Monday, 19 September 2011

How ICL came to axe the CODIL project


On the 3rd of May 1968 John Aris, who had worked on Leo Computers, was then Manager of Applied Systems in English Electric Computers, and later Director of the National Computer Centre wrote: about a new research project called DORIS (later renamed CODIL):

DORIS, a 'Data ORiented Information System', is an original and radically new; approach to the systems/programming of computers, devised by Dr. C. Reynolds of this Department. It involves holding a large proportion of the decision-making logic, normally built into user programs, as part of the data files, and analyzing it not with a variety of special applications programs, but with one general purpose decision making routine. If this proves viable it could result in the virtual demise of the conventional application program in many fields, replacing it by the said general purpose routine and groups of calculation routines. Its data structure, being closer to the ordinary modes of human thought than computer files generally are, could allow the ultimate user far greater freedom to use the computer as an information handler in a familiar way, and without the need for expensive commercial programmers. This would, among other advantages, ease the implementation of management information systems. A further important consequence could be a new approach to CPU design.

Despite the fact that the experimental research program that had been set up to test the idea achieved all its goals, showing that the idea actually worked, the project was unceremoniously dropped two years later following the merger to form International Computers Ltd. As principal investigator, who was given permission to follow up the idea in a university environment, I have extensive files on the project – but these lack some of the managerial assessments that must have taken place before the project was originally supported, and also leading to the final closure. I was therefore interested to discover that folder 1/89 in the J M M Pinkerton section of the ICL archives in the Science Museum Library at Swindon dealt with the project.

In fact the folder proved to be very thin, and, for instance, does not even include the six design documents which supported the original proposals or the draft report that became the basis of the Computer Journal paper CODIL: The CODIL language and its interpreter. It is perhaps relevant that this report was written to describe the software when closure seemed a possibility, in a way that would not embarrass ICL by making extensive general claims on publication, and the implications of the idea, as described by John Aris, were not dwelt on in any detail.

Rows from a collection

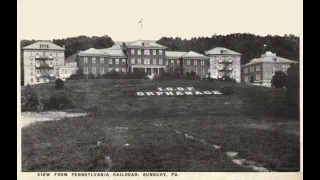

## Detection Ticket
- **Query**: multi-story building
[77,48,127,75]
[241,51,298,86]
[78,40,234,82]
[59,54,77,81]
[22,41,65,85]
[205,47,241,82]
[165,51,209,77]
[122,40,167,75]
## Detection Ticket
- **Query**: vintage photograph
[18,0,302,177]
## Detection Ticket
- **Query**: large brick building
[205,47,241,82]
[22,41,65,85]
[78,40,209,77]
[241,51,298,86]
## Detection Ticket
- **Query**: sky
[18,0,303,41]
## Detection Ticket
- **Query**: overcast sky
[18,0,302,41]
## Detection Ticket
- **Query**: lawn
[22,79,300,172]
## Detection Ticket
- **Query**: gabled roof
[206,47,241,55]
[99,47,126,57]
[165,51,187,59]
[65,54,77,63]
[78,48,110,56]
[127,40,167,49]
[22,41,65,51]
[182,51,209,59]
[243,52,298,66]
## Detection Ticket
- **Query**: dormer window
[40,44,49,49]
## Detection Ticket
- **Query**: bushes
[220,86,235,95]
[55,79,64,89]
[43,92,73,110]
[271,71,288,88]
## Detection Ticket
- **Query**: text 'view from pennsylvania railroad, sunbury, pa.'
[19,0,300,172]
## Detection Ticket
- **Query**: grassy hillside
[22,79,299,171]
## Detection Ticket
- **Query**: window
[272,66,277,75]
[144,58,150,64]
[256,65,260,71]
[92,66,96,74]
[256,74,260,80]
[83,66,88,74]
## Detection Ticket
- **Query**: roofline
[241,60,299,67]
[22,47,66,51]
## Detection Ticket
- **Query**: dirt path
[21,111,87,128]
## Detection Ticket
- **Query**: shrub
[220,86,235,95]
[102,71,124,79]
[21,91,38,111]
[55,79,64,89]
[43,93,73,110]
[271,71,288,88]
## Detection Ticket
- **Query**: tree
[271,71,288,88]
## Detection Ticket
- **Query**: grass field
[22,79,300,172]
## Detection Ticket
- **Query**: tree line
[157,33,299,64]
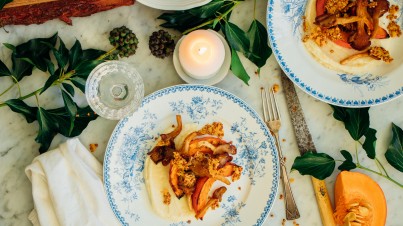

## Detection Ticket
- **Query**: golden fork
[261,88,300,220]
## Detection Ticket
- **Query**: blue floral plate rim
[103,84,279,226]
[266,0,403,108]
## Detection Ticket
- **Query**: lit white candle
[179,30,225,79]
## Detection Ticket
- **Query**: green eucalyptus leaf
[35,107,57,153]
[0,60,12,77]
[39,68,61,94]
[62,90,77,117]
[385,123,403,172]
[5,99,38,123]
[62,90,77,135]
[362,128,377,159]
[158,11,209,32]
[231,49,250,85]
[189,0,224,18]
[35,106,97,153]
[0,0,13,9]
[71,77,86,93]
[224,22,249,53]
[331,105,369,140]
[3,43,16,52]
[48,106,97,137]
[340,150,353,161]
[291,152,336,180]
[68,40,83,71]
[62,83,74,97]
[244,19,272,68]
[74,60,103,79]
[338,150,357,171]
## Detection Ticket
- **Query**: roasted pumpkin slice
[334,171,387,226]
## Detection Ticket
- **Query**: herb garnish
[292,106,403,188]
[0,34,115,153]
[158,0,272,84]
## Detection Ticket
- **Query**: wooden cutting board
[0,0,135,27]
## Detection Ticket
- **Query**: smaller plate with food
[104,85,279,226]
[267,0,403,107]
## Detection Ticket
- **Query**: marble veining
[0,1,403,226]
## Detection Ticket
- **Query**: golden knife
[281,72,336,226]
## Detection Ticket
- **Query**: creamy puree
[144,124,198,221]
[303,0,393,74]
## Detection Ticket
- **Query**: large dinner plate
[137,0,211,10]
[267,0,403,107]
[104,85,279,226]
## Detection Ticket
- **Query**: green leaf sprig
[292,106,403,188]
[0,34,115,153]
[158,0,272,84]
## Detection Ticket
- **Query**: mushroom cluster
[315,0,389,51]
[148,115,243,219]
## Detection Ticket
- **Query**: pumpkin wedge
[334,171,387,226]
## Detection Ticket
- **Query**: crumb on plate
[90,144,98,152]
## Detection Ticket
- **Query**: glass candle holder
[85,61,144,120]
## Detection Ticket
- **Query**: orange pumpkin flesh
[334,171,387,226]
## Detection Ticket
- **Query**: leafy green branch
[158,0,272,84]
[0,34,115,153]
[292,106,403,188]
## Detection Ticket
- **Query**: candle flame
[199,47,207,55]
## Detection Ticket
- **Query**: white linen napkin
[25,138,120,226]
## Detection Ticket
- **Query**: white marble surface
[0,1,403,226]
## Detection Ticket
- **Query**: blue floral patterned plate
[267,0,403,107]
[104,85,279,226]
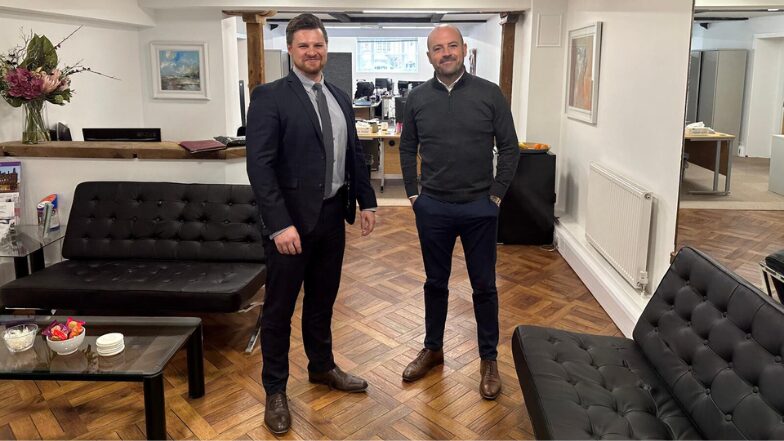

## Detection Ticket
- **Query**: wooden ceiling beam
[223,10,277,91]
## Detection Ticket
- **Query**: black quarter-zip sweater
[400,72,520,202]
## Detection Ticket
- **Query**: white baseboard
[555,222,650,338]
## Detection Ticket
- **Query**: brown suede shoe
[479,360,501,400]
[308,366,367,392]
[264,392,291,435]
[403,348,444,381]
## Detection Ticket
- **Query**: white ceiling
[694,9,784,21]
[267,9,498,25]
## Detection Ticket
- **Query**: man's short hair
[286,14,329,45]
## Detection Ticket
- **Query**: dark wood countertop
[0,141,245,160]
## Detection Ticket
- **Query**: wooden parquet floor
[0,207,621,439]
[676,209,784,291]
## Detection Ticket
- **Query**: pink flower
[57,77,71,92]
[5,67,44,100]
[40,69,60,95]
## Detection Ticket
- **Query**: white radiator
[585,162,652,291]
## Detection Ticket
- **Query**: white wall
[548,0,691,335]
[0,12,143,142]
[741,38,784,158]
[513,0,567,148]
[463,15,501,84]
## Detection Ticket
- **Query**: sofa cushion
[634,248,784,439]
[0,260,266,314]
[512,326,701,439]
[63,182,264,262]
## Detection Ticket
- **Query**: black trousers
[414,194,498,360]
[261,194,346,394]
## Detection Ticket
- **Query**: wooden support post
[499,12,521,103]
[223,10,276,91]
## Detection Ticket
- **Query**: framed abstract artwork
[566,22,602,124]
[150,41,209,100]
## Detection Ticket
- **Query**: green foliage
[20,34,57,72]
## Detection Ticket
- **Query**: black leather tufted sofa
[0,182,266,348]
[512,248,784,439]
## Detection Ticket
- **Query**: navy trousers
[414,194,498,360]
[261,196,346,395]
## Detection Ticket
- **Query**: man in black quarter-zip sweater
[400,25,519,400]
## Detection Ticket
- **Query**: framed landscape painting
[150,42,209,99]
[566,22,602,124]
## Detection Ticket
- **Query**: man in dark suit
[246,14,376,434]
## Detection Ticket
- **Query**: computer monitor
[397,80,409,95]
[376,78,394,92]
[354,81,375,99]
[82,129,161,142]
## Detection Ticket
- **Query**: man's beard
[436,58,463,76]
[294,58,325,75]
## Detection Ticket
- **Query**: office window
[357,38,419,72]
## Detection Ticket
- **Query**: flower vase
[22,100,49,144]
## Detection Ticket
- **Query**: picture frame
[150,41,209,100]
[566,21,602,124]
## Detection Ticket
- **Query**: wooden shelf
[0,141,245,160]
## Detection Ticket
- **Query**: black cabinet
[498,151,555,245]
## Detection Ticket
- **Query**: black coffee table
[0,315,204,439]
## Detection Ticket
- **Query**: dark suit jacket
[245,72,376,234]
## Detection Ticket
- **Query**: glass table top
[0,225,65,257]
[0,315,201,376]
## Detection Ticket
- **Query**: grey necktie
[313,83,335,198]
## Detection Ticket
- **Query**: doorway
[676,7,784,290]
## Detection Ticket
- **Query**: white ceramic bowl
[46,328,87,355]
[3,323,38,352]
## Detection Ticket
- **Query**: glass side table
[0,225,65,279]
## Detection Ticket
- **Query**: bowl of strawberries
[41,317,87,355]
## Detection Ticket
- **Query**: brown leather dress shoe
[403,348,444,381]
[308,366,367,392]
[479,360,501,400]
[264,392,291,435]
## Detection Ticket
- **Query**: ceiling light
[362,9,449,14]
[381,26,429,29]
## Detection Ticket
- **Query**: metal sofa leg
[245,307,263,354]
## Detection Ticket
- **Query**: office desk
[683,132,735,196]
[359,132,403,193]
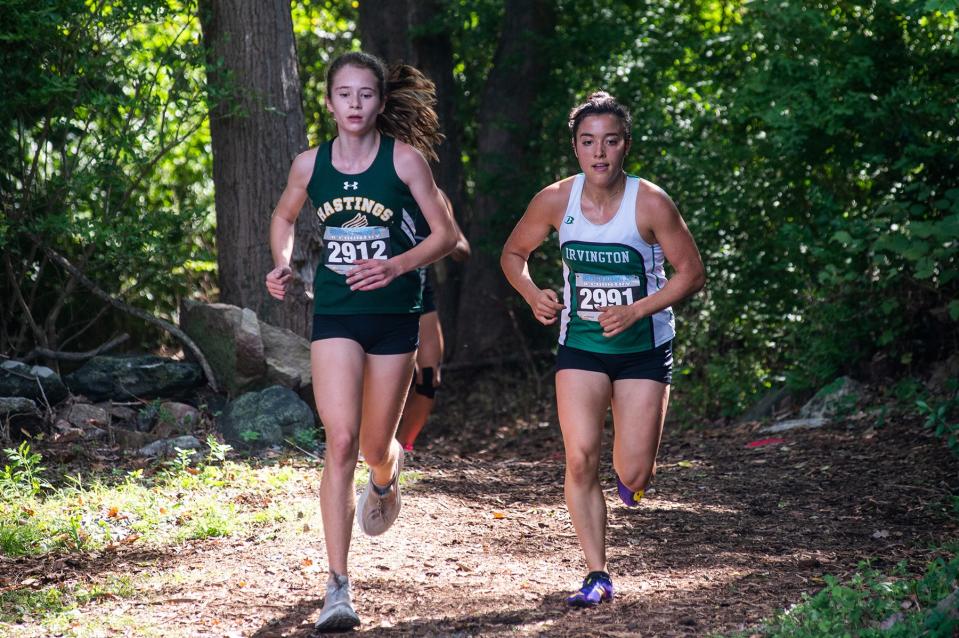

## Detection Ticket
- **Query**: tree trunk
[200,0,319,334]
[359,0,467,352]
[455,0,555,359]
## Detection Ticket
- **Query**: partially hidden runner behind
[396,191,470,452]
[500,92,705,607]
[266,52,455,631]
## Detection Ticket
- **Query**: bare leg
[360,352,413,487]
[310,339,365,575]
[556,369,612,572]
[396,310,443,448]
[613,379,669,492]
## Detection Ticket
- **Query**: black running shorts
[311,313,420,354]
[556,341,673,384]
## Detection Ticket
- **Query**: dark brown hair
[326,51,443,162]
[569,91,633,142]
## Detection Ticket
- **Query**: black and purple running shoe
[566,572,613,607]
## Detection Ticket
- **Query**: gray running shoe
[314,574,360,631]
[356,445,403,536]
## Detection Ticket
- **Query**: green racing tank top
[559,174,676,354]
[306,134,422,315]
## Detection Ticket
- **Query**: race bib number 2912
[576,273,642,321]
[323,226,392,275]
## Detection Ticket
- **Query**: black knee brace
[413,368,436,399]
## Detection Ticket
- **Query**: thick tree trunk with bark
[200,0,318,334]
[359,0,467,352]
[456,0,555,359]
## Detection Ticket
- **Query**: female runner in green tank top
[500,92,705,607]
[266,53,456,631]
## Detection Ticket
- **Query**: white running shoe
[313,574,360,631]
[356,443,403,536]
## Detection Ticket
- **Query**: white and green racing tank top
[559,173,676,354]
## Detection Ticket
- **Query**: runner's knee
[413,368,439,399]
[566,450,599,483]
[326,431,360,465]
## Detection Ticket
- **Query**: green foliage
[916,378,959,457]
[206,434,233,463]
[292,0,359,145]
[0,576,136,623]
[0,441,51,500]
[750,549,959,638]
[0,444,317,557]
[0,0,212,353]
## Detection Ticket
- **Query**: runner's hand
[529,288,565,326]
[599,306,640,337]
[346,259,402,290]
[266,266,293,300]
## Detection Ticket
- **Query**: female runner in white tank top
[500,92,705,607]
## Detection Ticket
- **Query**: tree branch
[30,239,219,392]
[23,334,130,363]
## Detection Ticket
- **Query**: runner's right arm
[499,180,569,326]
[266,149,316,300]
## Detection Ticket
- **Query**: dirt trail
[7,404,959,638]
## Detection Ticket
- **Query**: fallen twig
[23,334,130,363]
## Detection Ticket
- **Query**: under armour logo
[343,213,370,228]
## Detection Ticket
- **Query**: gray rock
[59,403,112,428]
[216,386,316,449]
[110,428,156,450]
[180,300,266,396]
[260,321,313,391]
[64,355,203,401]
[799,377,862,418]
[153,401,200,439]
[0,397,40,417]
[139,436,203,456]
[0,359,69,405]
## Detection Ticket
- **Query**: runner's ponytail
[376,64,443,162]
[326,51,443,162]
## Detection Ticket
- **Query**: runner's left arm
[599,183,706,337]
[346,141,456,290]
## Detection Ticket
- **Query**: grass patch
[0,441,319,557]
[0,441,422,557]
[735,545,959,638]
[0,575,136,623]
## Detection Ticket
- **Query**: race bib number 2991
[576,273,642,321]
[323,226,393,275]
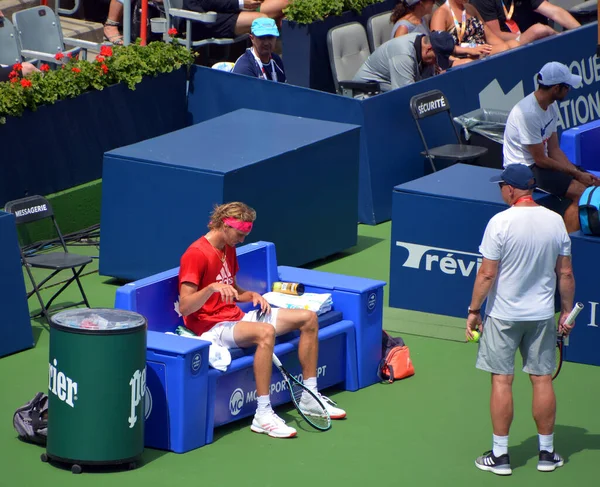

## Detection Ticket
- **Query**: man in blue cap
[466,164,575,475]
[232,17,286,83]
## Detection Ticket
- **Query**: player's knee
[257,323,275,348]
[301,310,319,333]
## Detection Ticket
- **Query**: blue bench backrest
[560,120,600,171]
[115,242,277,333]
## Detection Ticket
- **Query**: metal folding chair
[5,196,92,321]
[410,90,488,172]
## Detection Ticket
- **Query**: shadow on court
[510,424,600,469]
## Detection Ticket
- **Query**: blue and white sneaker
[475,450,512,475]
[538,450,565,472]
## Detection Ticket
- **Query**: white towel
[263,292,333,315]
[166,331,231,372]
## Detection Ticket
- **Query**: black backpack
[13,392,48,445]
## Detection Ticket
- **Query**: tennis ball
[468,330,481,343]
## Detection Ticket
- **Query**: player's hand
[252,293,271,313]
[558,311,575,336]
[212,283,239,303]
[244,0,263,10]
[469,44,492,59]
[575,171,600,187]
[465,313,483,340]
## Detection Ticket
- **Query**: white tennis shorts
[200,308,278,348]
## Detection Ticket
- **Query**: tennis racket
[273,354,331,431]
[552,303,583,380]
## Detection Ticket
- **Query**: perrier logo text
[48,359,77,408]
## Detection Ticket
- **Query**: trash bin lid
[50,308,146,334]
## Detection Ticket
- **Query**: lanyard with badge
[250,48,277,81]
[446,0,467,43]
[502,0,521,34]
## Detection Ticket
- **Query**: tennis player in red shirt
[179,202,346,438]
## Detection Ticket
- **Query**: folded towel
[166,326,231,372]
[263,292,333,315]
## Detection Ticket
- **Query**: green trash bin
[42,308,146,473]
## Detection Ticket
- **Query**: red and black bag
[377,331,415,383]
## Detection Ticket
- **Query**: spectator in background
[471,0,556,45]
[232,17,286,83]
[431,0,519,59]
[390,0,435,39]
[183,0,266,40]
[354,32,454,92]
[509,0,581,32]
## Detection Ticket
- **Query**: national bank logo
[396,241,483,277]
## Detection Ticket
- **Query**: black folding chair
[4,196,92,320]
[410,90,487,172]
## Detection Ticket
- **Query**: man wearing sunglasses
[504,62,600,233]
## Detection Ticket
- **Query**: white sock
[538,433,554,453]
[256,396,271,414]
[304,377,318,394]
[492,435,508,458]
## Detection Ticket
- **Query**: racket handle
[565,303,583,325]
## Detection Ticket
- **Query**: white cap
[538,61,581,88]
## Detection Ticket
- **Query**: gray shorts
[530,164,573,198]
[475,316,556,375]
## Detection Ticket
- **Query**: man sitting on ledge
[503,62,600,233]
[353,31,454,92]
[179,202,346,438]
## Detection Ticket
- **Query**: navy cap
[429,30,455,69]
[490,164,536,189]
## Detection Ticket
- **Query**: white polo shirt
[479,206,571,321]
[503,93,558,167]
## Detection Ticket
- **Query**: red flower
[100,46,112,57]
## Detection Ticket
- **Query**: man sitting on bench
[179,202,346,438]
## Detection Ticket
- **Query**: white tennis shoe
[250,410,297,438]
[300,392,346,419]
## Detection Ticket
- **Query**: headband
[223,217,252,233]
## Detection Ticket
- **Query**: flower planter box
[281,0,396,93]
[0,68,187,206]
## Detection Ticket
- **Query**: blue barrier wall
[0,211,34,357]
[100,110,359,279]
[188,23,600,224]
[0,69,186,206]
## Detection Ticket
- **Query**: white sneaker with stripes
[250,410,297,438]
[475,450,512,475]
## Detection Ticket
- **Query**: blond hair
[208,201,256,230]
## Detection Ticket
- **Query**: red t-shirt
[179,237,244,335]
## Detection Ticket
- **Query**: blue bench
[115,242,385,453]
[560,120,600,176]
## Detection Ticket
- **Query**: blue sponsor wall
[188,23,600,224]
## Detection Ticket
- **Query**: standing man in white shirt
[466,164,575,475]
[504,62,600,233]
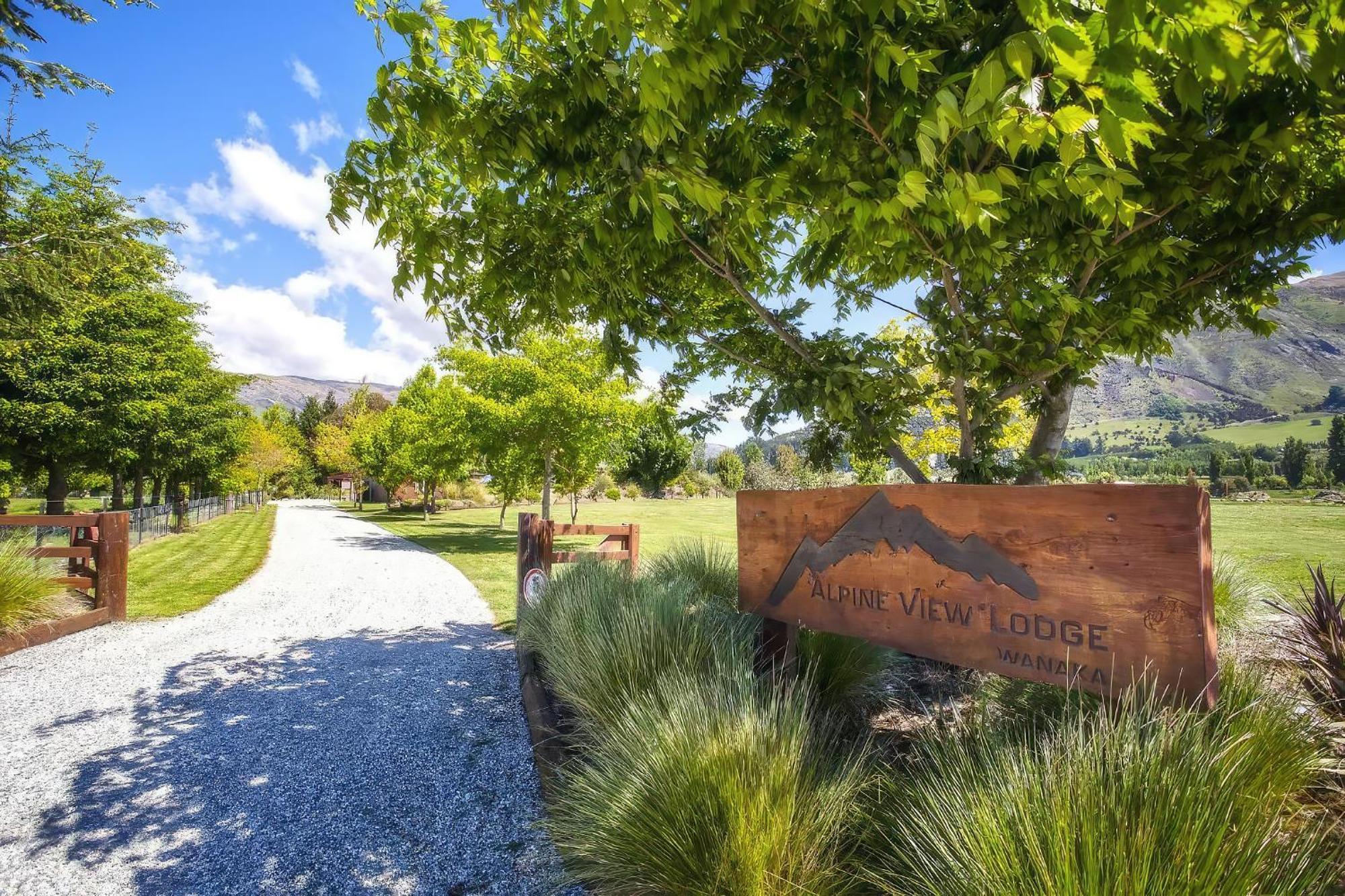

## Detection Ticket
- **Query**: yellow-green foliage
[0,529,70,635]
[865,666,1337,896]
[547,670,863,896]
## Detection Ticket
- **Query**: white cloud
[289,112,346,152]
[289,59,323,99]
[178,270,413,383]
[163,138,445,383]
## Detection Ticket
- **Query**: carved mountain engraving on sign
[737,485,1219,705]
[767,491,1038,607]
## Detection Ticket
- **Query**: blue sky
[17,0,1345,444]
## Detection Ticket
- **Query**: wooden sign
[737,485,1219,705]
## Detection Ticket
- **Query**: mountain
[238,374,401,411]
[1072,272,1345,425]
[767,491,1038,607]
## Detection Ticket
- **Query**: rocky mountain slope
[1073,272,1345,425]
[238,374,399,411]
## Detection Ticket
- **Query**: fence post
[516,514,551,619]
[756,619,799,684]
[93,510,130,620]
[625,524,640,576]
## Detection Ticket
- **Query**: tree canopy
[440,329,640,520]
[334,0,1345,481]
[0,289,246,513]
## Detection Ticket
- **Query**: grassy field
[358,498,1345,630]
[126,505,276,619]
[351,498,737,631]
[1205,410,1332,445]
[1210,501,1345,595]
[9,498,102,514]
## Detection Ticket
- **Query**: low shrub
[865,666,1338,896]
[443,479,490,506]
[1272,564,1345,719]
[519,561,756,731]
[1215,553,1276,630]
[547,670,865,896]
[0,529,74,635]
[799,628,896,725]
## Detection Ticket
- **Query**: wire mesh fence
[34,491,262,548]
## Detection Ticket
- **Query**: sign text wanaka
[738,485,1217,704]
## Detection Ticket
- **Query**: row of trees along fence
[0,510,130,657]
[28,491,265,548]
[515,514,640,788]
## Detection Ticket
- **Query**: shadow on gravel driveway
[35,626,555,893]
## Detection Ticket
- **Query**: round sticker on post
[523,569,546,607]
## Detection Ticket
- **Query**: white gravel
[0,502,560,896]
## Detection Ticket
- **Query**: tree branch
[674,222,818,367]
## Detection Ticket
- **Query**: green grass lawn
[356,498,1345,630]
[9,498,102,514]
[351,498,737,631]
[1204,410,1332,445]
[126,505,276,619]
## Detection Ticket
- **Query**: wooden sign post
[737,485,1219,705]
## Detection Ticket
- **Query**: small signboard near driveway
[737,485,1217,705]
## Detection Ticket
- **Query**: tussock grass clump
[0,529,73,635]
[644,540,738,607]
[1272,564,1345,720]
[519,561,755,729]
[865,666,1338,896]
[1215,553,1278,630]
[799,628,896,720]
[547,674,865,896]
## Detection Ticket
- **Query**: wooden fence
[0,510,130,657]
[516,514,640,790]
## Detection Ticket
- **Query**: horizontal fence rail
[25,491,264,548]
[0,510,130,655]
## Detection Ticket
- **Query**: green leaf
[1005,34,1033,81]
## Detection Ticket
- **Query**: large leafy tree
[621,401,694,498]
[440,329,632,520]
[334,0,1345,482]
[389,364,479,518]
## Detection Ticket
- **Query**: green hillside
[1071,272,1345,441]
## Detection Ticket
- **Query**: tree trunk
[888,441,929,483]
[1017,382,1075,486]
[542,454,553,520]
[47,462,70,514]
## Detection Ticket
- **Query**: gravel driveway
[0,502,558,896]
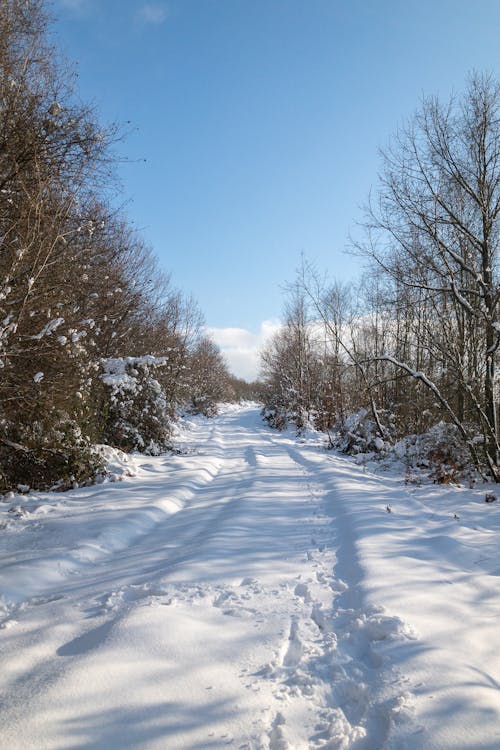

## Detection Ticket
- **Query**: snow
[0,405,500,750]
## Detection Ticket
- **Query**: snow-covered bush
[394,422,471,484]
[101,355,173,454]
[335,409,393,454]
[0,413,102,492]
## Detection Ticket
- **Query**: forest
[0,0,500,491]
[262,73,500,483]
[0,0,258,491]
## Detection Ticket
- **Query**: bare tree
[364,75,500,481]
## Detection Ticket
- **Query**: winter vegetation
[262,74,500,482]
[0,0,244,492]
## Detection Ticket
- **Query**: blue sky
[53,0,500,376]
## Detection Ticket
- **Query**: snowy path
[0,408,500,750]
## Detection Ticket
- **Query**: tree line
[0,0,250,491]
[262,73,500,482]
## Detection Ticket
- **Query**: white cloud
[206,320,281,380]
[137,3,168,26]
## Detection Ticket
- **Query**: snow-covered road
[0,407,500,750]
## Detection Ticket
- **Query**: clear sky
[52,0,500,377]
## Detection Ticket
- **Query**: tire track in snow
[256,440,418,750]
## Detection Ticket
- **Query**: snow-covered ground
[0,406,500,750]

## Exercise set
[1] Answer these questions from the CODIL article:
(a) What did the name DORIS stand for?
(b) Which folder of the ICL archives dealt with the project, and in which person's section was it held?
(c) In what publication did the paper based on the draft report appear?
[2] Return the stretch of the CODIL article from "In fact the" through "in any detail.", copied word for word.
These rows are separate material, unrelated to the CODIL article.

## The solutions
[1]
(a) Data ORiented Information System
(b) Folder 1/89, in the J M M Pinkerton section
(c) The Computer Journal

[2]
In fact the folder proved to be very thin, and, for instance, does not even include the six design documents which supported the original proposals or the draft report that became the basis of the Computer Journal paper CODIL: The CODIL language and its interpreter. It is perhaps relevant that this report was written to describe the software when closure seemed a possibility, in a way that would not embarrass ICL by making extensive general claims on publication, and the implications of the idea, as described by John Aris, were not dwelt on in any detail.